* [Input material]:

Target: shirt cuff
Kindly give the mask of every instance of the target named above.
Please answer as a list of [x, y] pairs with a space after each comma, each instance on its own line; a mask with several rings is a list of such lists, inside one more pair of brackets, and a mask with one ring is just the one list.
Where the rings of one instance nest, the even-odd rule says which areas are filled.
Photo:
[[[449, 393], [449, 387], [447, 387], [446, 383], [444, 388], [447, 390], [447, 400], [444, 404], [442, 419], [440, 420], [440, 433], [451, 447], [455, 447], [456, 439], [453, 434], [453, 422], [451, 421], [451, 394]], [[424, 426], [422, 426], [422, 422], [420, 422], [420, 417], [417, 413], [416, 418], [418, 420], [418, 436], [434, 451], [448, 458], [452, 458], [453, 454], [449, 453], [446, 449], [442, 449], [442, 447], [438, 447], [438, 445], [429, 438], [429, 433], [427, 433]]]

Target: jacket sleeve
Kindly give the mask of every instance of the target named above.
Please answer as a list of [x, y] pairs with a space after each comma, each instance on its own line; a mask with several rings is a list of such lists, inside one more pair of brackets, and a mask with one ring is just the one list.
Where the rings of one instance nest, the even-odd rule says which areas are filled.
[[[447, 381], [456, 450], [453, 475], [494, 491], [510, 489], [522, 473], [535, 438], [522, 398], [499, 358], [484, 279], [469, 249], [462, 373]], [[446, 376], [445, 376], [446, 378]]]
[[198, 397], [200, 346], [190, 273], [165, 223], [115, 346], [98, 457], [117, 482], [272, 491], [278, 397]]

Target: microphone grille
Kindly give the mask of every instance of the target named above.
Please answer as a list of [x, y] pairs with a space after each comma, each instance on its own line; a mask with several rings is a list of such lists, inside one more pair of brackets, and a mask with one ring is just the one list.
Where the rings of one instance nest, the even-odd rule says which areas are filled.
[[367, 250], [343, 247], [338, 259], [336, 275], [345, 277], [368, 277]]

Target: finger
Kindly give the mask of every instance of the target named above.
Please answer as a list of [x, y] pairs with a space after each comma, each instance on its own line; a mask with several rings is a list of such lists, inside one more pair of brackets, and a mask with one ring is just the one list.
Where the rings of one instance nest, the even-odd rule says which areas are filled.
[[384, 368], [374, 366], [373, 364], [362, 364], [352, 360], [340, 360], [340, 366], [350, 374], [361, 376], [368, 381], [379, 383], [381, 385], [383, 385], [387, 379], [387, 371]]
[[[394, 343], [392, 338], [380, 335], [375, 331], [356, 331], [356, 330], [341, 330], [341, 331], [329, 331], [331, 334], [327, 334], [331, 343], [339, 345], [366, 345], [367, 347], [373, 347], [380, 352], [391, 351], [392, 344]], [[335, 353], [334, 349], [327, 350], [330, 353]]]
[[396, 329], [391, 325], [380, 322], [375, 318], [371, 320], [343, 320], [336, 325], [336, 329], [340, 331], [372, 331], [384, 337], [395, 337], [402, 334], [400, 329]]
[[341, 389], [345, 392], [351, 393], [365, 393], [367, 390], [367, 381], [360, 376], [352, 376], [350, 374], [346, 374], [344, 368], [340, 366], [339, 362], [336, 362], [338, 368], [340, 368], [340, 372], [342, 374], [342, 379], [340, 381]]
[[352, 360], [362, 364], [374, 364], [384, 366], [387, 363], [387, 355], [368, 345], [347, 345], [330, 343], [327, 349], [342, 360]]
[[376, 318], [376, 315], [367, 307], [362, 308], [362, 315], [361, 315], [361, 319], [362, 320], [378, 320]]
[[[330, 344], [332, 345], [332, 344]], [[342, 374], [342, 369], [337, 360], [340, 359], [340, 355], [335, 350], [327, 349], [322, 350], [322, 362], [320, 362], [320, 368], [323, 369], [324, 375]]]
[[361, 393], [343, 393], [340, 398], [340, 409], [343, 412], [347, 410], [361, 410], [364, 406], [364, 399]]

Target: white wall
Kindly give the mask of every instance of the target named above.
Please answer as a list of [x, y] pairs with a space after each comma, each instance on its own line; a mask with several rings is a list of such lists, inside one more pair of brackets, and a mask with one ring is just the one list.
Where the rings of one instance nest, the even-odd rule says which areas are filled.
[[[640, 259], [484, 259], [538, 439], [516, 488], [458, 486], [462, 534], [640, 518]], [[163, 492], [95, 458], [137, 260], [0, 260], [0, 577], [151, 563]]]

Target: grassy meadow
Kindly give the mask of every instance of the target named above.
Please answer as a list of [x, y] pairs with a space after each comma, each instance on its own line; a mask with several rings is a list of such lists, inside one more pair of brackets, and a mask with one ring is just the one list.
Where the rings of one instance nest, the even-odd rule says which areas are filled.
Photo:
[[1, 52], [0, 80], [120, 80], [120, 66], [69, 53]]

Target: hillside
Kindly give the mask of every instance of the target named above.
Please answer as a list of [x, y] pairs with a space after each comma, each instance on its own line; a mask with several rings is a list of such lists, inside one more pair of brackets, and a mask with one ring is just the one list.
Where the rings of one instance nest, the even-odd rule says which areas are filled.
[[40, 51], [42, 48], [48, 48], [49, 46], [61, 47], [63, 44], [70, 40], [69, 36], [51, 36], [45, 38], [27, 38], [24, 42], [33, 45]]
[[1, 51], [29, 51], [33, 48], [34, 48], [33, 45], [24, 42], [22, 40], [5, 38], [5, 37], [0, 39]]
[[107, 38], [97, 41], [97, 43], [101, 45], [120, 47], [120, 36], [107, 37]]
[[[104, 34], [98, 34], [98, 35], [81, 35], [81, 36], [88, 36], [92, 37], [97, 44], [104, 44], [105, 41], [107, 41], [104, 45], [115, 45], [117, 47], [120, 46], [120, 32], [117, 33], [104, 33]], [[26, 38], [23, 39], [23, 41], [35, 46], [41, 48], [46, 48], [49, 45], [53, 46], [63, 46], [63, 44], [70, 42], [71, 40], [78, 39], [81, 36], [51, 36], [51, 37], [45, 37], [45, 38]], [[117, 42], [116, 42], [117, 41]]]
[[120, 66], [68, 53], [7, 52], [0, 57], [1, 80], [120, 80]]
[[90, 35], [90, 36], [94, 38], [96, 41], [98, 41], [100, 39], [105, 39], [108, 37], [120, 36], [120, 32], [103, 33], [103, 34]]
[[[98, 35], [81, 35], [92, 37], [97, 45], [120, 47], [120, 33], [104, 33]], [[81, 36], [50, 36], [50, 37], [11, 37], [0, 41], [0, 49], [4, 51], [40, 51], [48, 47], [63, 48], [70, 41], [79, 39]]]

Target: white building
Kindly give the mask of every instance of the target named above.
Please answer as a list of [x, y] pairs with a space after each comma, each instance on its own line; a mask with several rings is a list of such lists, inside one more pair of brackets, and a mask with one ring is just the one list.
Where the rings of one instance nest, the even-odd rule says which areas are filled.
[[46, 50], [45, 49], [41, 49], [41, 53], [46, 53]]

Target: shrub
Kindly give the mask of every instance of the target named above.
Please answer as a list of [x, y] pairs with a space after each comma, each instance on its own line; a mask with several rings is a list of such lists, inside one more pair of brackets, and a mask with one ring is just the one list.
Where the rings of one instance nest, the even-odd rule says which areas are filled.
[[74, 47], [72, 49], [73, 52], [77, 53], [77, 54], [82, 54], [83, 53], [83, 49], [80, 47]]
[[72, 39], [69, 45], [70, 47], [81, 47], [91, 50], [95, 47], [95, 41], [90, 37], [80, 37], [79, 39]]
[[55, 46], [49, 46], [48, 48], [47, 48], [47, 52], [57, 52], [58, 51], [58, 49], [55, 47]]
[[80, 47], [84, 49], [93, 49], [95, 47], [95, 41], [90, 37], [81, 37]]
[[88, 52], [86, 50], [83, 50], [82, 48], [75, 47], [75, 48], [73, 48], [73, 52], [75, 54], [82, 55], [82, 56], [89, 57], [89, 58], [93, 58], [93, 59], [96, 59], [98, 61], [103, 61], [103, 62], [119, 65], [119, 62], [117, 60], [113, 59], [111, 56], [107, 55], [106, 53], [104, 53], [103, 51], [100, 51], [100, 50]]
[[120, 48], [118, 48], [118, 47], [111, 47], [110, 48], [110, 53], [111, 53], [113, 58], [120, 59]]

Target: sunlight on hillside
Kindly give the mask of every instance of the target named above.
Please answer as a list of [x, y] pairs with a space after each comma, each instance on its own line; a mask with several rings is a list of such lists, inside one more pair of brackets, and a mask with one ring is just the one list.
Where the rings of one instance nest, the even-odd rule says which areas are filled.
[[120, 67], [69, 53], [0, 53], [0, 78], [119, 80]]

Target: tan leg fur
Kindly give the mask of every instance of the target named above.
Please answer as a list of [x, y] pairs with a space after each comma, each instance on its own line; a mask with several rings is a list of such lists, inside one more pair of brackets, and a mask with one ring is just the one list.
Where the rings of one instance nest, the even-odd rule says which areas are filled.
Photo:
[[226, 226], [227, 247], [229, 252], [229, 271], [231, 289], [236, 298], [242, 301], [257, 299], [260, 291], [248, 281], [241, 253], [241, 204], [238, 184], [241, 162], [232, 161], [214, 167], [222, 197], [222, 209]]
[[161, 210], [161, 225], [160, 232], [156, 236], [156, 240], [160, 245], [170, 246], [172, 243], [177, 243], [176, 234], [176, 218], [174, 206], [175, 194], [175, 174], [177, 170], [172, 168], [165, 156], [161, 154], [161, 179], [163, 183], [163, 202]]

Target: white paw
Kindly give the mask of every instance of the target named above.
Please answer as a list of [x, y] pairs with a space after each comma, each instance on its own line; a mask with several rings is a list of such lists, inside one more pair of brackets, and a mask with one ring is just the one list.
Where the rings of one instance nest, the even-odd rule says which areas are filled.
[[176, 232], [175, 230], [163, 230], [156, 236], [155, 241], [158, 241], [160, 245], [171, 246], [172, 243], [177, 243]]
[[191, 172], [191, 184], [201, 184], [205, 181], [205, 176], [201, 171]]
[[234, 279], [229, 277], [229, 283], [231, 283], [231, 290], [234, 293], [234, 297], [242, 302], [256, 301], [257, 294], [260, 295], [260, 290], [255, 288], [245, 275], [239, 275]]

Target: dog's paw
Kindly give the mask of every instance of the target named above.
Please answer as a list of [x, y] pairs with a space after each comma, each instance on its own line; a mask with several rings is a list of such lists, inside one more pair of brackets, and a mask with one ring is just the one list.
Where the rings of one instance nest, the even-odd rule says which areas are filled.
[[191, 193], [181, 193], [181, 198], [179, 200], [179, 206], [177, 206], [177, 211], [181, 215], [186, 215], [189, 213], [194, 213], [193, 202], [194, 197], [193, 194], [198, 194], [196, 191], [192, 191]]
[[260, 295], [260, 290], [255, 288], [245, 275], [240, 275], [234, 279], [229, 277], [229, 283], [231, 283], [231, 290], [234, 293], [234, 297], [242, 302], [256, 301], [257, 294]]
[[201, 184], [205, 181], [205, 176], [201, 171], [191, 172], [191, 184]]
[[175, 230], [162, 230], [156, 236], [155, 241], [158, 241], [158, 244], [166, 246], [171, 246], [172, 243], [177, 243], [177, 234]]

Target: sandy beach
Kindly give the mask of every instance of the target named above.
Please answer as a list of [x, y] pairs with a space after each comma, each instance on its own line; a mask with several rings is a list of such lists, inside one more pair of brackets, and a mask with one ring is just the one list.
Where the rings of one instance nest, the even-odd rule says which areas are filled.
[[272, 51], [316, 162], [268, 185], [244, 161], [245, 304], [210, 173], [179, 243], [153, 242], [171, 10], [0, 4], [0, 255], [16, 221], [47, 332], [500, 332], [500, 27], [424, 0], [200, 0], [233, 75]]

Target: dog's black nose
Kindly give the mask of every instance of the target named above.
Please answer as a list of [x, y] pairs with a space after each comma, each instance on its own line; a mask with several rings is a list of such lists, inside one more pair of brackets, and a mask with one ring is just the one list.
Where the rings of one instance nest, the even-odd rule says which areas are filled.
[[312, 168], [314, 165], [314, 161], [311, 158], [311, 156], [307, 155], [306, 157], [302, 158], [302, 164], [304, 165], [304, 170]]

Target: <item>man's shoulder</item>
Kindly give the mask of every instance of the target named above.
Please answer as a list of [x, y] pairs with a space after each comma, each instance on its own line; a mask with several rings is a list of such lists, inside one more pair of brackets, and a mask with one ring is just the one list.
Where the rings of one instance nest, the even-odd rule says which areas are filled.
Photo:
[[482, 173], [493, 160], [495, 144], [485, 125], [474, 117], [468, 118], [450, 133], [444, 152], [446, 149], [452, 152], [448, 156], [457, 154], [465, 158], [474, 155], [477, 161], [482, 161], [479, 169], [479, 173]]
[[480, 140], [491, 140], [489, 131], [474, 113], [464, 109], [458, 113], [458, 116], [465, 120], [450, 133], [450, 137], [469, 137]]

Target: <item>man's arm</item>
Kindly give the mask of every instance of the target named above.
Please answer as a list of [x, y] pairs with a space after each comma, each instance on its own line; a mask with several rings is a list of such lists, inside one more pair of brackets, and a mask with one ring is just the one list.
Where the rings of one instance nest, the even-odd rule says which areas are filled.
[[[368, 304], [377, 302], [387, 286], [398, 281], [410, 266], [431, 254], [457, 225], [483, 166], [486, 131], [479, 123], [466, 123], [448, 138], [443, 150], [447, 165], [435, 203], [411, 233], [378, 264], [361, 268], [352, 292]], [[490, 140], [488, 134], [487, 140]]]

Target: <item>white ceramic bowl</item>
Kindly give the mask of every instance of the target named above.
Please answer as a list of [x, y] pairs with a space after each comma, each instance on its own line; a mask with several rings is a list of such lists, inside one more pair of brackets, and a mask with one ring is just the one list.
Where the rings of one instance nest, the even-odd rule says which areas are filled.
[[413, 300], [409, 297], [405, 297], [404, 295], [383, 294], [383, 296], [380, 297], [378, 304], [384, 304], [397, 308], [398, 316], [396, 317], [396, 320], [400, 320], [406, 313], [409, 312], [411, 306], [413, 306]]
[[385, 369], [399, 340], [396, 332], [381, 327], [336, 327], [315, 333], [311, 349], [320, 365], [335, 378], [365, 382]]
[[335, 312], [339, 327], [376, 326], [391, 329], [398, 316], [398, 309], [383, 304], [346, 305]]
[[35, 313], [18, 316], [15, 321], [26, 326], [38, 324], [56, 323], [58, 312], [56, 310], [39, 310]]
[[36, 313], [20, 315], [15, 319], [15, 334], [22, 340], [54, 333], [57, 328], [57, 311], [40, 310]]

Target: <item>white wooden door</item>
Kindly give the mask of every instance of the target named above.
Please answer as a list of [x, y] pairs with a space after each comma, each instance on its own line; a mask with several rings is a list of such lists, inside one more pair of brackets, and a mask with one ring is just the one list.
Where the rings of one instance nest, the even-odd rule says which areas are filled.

* [What to produce]: Search the material above for the word "item", then copy out each line that has it.

* [Expected answer]:
Target: <item>man's shoulder</item>
Target: <item>man's arm</item>
Target: <item>white ceramic bowl</item>
Target: <item>white wooden door</item>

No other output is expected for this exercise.